> **WHAT YOU HAVE TO DO**
Give the records again in full, exactly as they are.

**** RECORD EXTRACTS ****

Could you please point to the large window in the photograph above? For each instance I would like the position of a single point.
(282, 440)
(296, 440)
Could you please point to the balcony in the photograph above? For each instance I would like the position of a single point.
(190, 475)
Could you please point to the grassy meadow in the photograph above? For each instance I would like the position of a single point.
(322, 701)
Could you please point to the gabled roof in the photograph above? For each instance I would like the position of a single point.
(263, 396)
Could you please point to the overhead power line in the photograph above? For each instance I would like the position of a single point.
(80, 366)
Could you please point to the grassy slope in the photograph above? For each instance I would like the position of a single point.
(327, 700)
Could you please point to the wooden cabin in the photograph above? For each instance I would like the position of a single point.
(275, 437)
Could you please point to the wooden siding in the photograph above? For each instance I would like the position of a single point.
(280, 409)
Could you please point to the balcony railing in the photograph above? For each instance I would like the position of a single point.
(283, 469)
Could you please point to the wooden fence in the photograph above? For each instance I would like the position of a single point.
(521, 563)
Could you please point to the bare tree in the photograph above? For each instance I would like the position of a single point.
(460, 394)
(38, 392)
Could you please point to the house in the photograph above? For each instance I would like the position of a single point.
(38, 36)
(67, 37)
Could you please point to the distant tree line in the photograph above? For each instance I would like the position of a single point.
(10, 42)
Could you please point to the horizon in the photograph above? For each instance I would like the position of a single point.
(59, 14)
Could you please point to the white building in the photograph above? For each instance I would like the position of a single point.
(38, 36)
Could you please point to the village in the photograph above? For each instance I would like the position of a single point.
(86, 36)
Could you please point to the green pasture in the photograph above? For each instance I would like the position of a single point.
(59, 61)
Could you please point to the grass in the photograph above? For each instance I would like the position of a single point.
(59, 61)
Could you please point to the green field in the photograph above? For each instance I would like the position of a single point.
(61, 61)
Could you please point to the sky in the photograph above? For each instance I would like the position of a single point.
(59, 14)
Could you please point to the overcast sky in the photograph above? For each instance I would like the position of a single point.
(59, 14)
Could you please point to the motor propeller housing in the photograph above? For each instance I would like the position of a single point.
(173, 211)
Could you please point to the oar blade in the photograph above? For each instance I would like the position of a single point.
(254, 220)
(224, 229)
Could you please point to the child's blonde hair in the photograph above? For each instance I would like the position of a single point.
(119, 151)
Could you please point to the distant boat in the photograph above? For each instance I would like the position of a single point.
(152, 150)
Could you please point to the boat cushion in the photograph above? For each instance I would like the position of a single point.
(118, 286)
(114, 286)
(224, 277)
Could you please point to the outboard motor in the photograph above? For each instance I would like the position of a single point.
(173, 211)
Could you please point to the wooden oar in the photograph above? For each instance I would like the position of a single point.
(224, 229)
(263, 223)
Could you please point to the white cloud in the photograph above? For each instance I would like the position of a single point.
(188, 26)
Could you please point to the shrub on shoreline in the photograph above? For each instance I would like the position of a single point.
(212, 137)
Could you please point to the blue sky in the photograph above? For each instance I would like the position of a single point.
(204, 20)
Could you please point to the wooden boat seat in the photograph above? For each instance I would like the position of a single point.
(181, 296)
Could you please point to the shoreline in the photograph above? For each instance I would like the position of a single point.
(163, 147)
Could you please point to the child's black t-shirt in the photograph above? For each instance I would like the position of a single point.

****

> **EXERCISE SOLUTION**
Could you please point to the large window in the photograph above? For each instance I would like the position of a single point.
(282, 440)
(296, 440)
Could you please point to the balcony in the photograph above? For each instance I would like the position of a single point.
(190, 475)
Could you please point to the grassy meadow in the photograph above? For each instance I would like the position of a single point.
(322, 701)
Could you please point to the gabled roof in the photograph above? For each instance I would like the position of a single point.
(263, 396)
Could you please point to the overhead power line in the photograph above? For each instance I would like the position of a single point.
(80, 366)
Could you please point to the grassy slope in the photograph above? For each instance I would like the position of a single point.
(327, 700)
Could you please point to the wooden cabin in the photograph above? For each instance I would like the position of a single point.
(275, 437)
Could you please point to the wooden siding in the photograph above? For each instance I would like the position of a single point.
(280, 409)
Could you please point to the balcony railing in the photograph above? For each instance I would like the position of a single point.
(283, 469)
Could you please point to the wooden fence in the photograph above? For each instance I would like the position of a single point.
(521, 563)
Could you please point to the bare tree in the photograph above? For each instance I would like the position of a single point.
(460, 394)
(38, 392)
Could you please point to the house in the photograph above? For each instance I would like the position of a single point.
(38, 36)
(67, 37)
Could you please point to the distant tree line in the photograph above? For each instance I would like the position of a single point.
(10, 42)
Could you please point to the horizon in the photograph above? For each instance I would like the position of a single point.
(59, 14)
Could you please point to the white building in the photograph above? For each instance I would like the position of a single point.
(38, 36)
Could you please point to the village in the photograph above? For each instance I would like the position of a single point.
(86, 36)
Could you please point to the green pasture in the photograph above? For each instance I would like the position of a single point.
(59, 61)
Could you please point to the grass in the photograph above? For each instance I would like the position of a single point.
(59, 61)
Could you please point to the green field in the photograph above? For each instance I would like the position of a single point.
(61, 61)
Could you please point to the sky in the photograph above? For each instance I would like the position of a single point.
(59, 14)
Could you please point to the overcast sky in the photograph above? For each instance I would like the position of a single point.
(59, 14)
Could you please point to the motor propeller housing in the photograph above? For each instance I would like the position of a single point.
(173, 211)
Could you please point to the oar blade in the photograph above? For each instance I would like the position of a single point.
(254, 220)
(224, 229)
Could you please point to the child's blonde hair in the photograph above? For each instance I would like the position of a single point.
(119, 151)
Could you please point to the distant boat in the photograph above? For each instance I would like the position of a single point.
(152, 150)
Could you please point to the boat cushion in the photograph above? For each instance I would like the position of a single point.
(118, 286)
(114, 286)
(224, 277)
Could you please point to the outboard motor in the photograph above? For each instance I would like the position of a single point.
(173, 211)
Could you please point to the wooden oar in the photograph above? For each instance I would like the position of a single point.
(224, 229)
(263, 223)
Could you please point to the white cloud in the photograph above? For each instance I would like the position of a single point.
(188, 26)
Could you please point to the shrub on shoreline in the photograph above? For each instance I would like the position of a single point.
(212, 137)
Could you please point to the blue sky in the photograph above? For each instance I would like the position of a single point.
(204, 20)
Could you please point to the wooden boat seat in the photograph above? For each instance I would like the position of a single point.
(181, 296)
Could you please point to the shoreline in the photograph above? For each instance I would like the position of a single point.
(163, 147)
Could you please point to the child's black t-shirt in the photograph above? For each instance I would like the position of a single point.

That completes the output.